[RECORD SET]
○ ○ ○ ○
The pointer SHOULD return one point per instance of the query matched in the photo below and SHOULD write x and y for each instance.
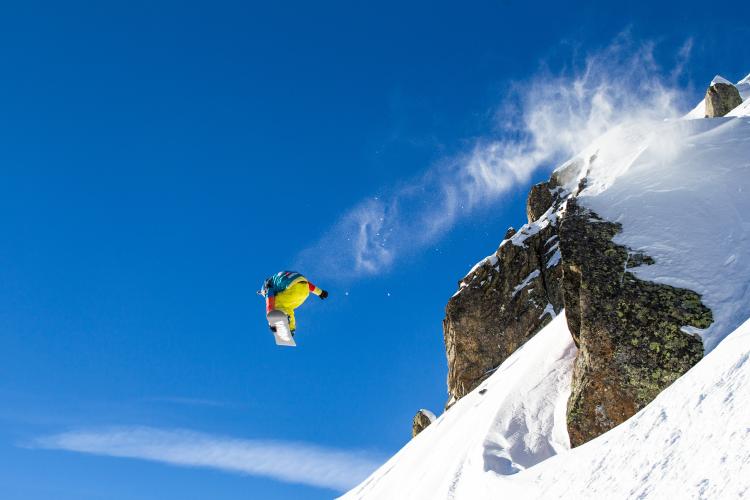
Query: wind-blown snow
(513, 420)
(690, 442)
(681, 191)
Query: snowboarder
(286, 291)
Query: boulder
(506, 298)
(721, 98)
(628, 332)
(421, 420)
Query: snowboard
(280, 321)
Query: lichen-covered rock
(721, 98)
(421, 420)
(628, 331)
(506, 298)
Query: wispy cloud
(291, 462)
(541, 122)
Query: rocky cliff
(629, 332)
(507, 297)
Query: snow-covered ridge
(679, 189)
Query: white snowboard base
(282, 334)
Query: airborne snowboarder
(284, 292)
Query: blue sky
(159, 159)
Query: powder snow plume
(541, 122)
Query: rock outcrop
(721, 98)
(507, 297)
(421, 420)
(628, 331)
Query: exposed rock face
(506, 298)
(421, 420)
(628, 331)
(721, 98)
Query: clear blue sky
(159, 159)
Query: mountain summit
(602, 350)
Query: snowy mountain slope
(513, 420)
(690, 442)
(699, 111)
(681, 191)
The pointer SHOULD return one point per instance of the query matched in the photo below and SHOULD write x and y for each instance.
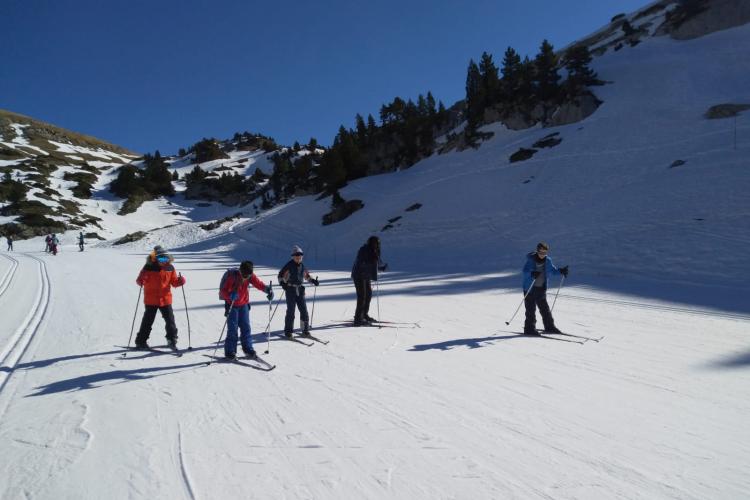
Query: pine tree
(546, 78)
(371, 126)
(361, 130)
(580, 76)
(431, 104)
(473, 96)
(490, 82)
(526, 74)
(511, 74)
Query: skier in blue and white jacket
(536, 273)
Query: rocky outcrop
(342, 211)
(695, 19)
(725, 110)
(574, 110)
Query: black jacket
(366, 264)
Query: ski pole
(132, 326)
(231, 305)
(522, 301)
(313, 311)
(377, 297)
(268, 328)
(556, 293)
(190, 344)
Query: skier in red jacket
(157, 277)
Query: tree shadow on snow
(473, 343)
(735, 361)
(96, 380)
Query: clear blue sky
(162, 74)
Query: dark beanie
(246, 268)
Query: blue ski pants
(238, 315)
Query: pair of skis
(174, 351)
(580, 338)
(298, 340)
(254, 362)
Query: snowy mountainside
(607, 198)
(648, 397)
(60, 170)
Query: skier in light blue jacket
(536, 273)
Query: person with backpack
○ ○ ○ ○
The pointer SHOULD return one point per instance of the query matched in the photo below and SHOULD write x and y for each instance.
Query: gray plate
○ ○ ○ ○
[EXERCISE GOAL]
Copy everything from the line containing "Query: dark beanie" down to the line containing "Query: person with backpack", reproducing both of those lines and every line between them exactly.

[WRITTEN REPLY]
Query: dark beanie
(246, 268)
Query: blue ski pants
(238, 315)
Query: pair of skis
(174, 351)
(580, 338)
(298, 340)
(254, 362)
Query: snowy mountainside
(607, 198)
(648, 397)
(60, 170)
Query: skier in light blue jacket
(536, 273)
Query: person with backpack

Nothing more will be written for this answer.